■ ASSIGNED TASK: Line for line, return the data exactly, omitting all pictures.

--- START ---

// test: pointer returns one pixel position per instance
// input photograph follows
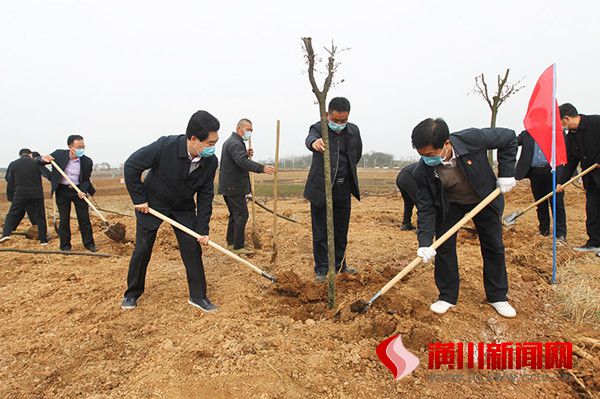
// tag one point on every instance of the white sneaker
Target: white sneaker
(504, 309)
(440, 307)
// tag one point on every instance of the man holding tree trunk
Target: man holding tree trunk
(453, 176)
(345, 146)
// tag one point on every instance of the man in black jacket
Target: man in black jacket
(24, 189)
(583, 147)
(78, 167)
(408, 189)
(453, 176)
(534, 165)
(345, 146)
(179, 169)
(234, 183)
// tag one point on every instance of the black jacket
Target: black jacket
(470, 147)
(314, 190)
(527, 144)
(24, 179)
(10, 185)
(168, 186)
(61, 157)
(235, 165)
(583, 146)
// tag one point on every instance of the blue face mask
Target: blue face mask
(208, 152)
(336, 127)
(432, 161)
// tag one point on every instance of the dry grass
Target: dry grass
(578, 290)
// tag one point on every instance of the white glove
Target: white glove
(506, 184)
(427, 253)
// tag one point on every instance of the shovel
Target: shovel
(511, 219)
(212, 244)
(361, 306)
(115, 232)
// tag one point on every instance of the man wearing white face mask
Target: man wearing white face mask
(234, 183)
(180, 168)
(453, 176)
(78, 167)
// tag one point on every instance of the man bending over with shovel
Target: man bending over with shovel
(453, 176)
(179, 168)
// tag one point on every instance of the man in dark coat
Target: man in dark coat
(534, 165)
(345, 146)
(234, 183)
(25, 191)
(453, 176)
(408, 189)
(583, 147)
(179, 169)
(78, 167)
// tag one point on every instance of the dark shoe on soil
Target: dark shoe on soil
(203, 304)
(129, 303)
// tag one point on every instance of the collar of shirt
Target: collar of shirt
(451, 161)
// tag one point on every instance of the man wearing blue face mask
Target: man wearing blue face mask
(345, 146)
(454, 175)
(78, 167)
(234, 183)
(179, 168)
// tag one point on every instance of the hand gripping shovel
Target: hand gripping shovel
(511, 219)
(361, 306)
(115, 232)
(212, 244)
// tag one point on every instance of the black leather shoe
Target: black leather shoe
(129, 303)
(203, 304)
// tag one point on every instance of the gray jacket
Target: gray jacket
(235, 165)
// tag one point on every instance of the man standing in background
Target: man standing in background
(78, 167)
(234, 183)
(345, 146)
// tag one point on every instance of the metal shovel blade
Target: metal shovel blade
(511, 219)
(116, 232)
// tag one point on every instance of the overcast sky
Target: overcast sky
(123, 73)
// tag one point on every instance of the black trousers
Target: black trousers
(489, 229)
(341, 221)
(34, 207)
(66, 195)
(408, 207)
(238, 217)
(190, 251)
(541, 184)
(592, 215)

--- END ---

■ OUTPUT OF THE EXERCISE:
// test: pointer returns one pixel position per instance
// input photograph follows
// tag one point on every instance of the white sneaker
Target: white sneaker
(504, 309)
(440, 307)
// tag one point on every instance of the man holding tree trunk
Target: man holding tree trunk
(453, 176)
(345, 146)
// tag one point on every instance of the man in black jacket
Target: man in black jacket
(24, 189)
(583, 147)
(78, 167)
(408, 189)
(453, 176)
(534, 165)
(345, 146)
(179, 169)
(234, 183)
// tag one point on every instance of the black jacket
Target: black jacket
(470, 147)
(314, 190)
(527, 144)
(24, 179)
(10, 185)
(168, 186)
(61, 157)
(235, 165)
(583, 146)
// tag one point on every instance of the blue face mask
Target: blue face mask
(208, 152)
(336, 127)
(432, 161)
// tag one point on every instance of the dry grass
Target: dry grass
(578, 290)
// tag one point on every instance of the white glove
Target: white glove
(506, 184)
(427, 253)
// tag one point on every instance of the shovel
Target: shovel
(511, 219)
(212, 244)
(361, 306)
(115, 232)
// tag one point on every instance of the man wearing white face mask
Target: man wearing white face mask
(234, 183)
(180, 168)
(453, 176)
(78, 167)
// tag one point on every instance of the man bending over with shovel
Target: man bending over with shovel
(453, 176)
(179, 168)
// tag one point on every instance of the man in dark coat
Target: man in dark coat
(534, 165)
(345, 146)
(234, 183)
(25, 191)
(453, 176)
(408, 189)
(583, 147)
(179, 169)
(78, 167)
// tag one point on every instance of the dark shoe on soil
Target: dark shoe on soil
(203, 304)
(129, 303)
// tag one point on every instance of the collar of shirt
Target: collar of shirt
(451, 161)
// tag one point on every instance of the man wearing blue face mask
Target: man wearing blue face mask
(345, 146)
(454, 175)
(78, 167)
(234, 183)
(179, 168)
// tag one point on every instance of the hand gripping shovel
Target: hand gripping shovel
(511, 219)
(361, 306)
(115, 232)
(212, 244)
// tag one point on every instance of the black leather shoe
Target: black leather shoe
(129, 303)
(203, 304)
// tag one point on every instance of the gray jacket
Target: gray jacket
(235, 165)
// tag one point on every instance of the man standing in background
Target: man standing in background
(78, 167)
(234, 183)
(345, 146)
// tag one point on every instance of the metal shovel blade
Target: metal shovel blade
(511, 219)
(116, 232)
// tag one point on every instance of the overcast sky
Target: overcast sky
(123, 73)
// tag one point on every instance of the black trousers
Target: black trousers
(489, 229)
(341, 221)
(34, 207)
(66, 195)
(408, 207)
(238, 217)
(190, 251)
(541, 184)
(592, 215)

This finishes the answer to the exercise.